== Segment start ==

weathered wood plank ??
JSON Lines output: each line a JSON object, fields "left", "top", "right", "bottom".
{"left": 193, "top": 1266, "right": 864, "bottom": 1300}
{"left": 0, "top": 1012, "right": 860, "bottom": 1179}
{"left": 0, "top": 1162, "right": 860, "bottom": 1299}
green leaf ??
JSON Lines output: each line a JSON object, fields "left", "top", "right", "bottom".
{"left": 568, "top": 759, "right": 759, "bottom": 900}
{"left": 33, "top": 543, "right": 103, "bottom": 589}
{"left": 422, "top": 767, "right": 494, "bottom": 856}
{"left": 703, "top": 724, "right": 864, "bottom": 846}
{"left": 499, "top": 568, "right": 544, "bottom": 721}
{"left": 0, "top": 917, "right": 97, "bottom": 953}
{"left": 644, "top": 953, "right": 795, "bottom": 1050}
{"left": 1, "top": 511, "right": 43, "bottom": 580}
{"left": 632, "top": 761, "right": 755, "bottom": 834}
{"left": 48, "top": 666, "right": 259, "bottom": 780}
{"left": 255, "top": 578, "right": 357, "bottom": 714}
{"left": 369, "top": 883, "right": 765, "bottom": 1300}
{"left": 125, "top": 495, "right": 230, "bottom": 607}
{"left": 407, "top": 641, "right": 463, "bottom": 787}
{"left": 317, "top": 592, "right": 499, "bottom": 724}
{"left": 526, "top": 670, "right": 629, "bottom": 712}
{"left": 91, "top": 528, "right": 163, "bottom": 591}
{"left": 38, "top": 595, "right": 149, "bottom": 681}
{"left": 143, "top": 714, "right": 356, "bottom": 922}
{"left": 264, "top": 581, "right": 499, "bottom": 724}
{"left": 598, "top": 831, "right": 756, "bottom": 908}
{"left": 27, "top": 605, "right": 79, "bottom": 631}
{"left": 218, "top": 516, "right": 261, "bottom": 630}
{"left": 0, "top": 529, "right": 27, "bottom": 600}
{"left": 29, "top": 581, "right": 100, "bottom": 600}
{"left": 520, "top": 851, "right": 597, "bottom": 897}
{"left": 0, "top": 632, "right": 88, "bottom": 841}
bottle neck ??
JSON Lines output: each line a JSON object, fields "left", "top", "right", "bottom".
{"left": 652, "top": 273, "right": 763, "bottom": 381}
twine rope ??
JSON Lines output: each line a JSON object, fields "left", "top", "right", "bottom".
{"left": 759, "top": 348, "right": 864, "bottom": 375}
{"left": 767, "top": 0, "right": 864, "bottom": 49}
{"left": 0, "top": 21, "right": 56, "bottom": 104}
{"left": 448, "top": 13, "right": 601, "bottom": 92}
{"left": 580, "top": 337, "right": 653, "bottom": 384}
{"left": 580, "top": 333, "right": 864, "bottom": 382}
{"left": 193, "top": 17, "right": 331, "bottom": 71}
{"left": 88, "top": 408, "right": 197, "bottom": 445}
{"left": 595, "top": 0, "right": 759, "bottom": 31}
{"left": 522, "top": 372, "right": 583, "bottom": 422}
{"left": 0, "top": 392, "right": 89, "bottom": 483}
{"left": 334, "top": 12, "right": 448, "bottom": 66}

== Segment end ==
== Segment start ==

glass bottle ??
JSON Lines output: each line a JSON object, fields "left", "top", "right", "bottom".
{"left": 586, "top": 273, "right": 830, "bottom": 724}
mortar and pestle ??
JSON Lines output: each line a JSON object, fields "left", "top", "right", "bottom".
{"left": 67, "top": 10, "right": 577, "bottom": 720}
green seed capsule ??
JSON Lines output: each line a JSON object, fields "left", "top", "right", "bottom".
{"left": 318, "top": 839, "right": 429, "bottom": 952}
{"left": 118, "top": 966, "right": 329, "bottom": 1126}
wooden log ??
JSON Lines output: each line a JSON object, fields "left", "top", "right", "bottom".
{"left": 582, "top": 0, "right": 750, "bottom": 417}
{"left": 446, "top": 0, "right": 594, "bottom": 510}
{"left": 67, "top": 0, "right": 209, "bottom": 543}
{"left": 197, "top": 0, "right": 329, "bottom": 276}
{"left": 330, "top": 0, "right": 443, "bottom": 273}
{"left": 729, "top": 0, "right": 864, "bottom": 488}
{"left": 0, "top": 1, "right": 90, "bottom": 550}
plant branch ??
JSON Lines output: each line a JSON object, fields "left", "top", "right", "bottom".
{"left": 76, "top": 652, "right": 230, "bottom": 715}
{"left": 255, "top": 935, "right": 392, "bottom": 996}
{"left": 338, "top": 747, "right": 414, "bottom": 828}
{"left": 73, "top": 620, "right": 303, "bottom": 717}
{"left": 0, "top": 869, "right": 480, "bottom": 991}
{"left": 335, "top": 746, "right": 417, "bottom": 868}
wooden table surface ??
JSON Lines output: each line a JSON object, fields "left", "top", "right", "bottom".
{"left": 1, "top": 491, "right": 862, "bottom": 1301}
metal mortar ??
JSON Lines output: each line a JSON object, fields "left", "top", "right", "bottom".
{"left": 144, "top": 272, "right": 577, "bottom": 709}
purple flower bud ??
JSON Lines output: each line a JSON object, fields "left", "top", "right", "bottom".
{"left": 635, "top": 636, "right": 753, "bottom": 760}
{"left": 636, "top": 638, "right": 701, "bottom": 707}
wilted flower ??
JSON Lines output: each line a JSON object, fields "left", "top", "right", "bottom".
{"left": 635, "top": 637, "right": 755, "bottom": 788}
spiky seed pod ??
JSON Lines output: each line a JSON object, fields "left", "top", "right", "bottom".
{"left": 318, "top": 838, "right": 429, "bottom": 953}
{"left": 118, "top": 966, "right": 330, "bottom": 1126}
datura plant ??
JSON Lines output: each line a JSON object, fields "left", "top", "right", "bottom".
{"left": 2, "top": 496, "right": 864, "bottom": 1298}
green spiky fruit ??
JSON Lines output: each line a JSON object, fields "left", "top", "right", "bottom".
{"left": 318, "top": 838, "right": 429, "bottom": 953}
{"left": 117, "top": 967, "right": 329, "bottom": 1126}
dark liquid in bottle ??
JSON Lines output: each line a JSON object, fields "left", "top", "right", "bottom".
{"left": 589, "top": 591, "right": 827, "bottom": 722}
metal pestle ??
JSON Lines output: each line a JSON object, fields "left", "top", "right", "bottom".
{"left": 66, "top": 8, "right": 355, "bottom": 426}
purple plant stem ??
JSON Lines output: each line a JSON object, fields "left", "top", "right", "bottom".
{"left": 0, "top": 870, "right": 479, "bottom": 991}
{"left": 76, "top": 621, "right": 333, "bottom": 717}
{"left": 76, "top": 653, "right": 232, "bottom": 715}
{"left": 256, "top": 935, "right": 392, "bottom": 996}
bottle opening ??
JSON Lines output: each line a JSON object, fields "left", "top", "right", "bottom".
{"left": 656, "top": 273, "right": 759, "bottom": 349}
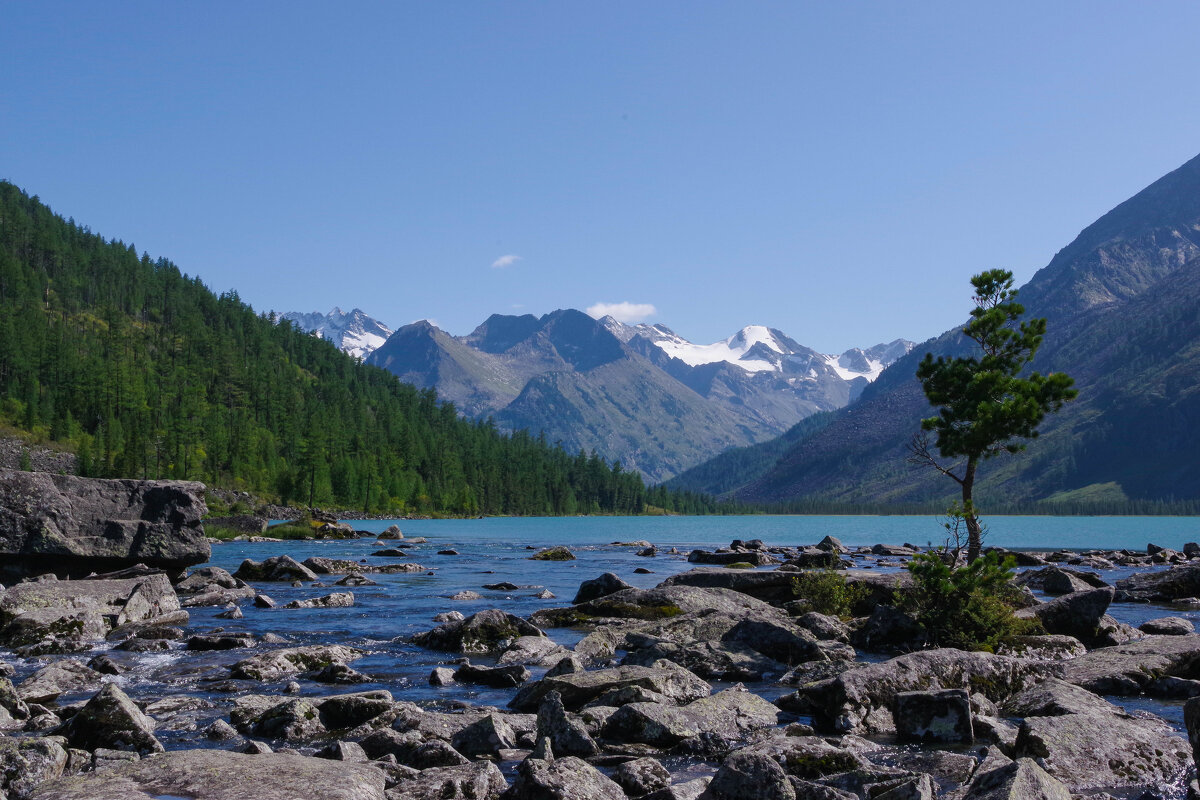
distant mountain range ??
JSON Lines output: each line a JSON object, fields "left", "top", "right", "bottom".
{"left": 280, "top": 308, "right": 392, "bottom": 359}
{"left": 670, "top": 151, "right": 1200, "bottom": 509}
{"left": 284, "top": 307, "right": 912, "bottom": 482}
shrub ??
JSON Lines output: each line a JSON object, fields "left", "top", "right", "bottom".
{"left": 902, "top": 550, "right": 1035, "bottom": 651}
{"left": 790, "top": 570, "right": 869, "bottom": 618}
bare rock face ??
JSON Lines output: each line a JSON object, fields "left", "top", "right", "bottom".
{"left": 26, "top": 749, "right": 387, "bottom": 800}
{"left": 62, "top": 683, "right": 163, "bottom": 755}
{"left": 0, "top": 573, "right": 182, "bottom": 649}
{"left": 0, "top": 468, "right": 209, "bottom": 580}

== Segment end ==

▶ _About this task_:
Return each line of the material above in which the string "purple" appears.

▶ _Expected answer_:
purple flower bud ??
purple plant stem ??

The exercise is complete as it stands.